To do
The records must be returned word for word.

----- Extracted material -----

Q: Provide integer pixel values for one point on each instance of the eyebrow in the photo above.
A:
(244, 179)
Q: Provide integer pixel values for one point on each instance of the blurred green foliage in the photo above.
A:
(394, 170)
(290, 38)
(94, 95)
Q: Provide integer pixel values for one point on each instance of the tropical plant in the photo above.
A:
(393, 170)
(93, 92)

-----

Solution below
Q: Provide integer pixel values for one point on each instance of the eyebrow in the photo above.
A:
(244, 179)
Q: Provide integer pixel values for one point on each instance of the blurred green foliage in the photo above.
A:
(394, 170)
(290, 38)
(94, 95)
Q: Provide integer pixel values for one point on each instance of the tropical plant in the photo above.
A:
(393, 170)
(93, 92)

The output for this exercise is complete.